(Text segment)

Rec Room built a world using generative AI tools called Fractura.
Last year Rec Room added direct integration with Unity, called Rec Room Studio, letting creators build higher quality worlds in the Unity editor instead of being limited to the ingame shape-based creation tools.
Fractura is such a world, but mainly built using a pipeline of generative AI tools instead of fully manually.
Rec Room says ChatGPT was used to “develop the ideas” for Fractura’s “landscapes, flora, and lore”. Midjourney and DALL·E were then used to come up with concept art for the world’s design.
But what about the actual creation of the world, not just ideas and concepts?
For the skybox, Rec Room says it used Skybox AI by Blockade Labs. Some Quest users have already been using this to make custom skyboxes for their Horizon Home environment. In Fractura, you can choose from multiple skyboxes generated by Skybox AI.
To generate the 3D assets for the world itself, Rec Room used CSM and Shap-E to populate Fractura with trees, ancient stone robots, floating land masses, and distant buildings. However, Rec Room found these tools generated models with suboptimal polycounts that weren’t conducive to realtime performance, so had to manually simplify the results. Rec Room also notes that the generation time for 3D models was very long, which was cumbersome.

(End Text segment)

Exercises
[A] Which generative AI tools does the Fractura passage say Rec Room used in making the world? List every one.
[B] According to the Fractura passage, what tool supplied the world's skyboxes?
[C] Why, according to the Fractura passage, did Rec Room have to manually simplify the 3D models it generated?

(Data shown)

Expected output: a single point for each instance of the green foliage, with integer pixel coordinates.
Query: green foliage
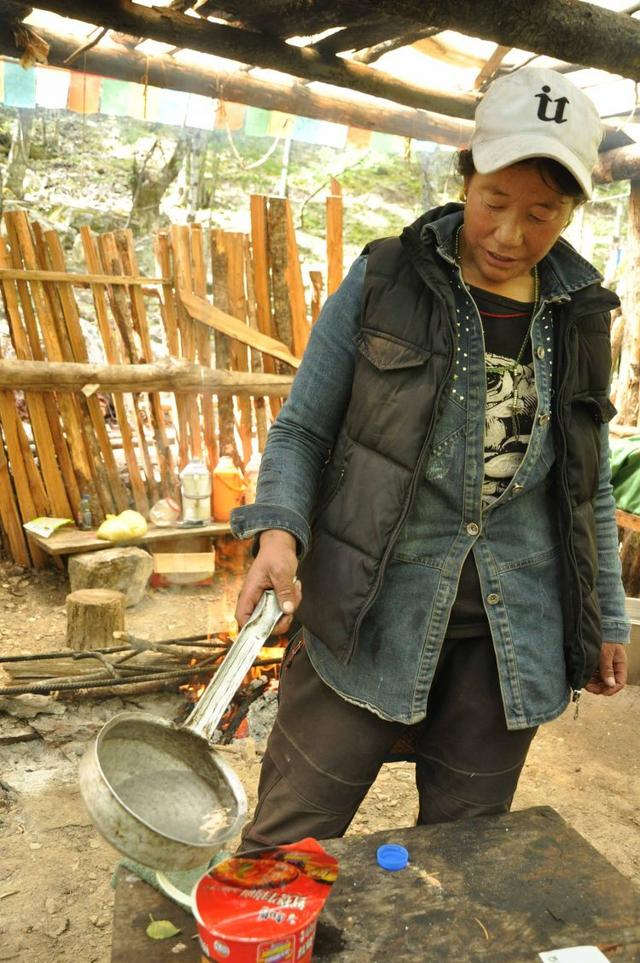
(81, 170)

(End Data shown)

Results by task
[A] ChatGPT, Midjourney, DALL·E, Skybox AI, CSM, and Shap-E

[B] Skybox AI by Blockade Labs.

[C] CSM and Shap-E produced models with suboptimal polycounts that weren't conducive to realtime performance. Rec Room therefore had to simplify the results by hand.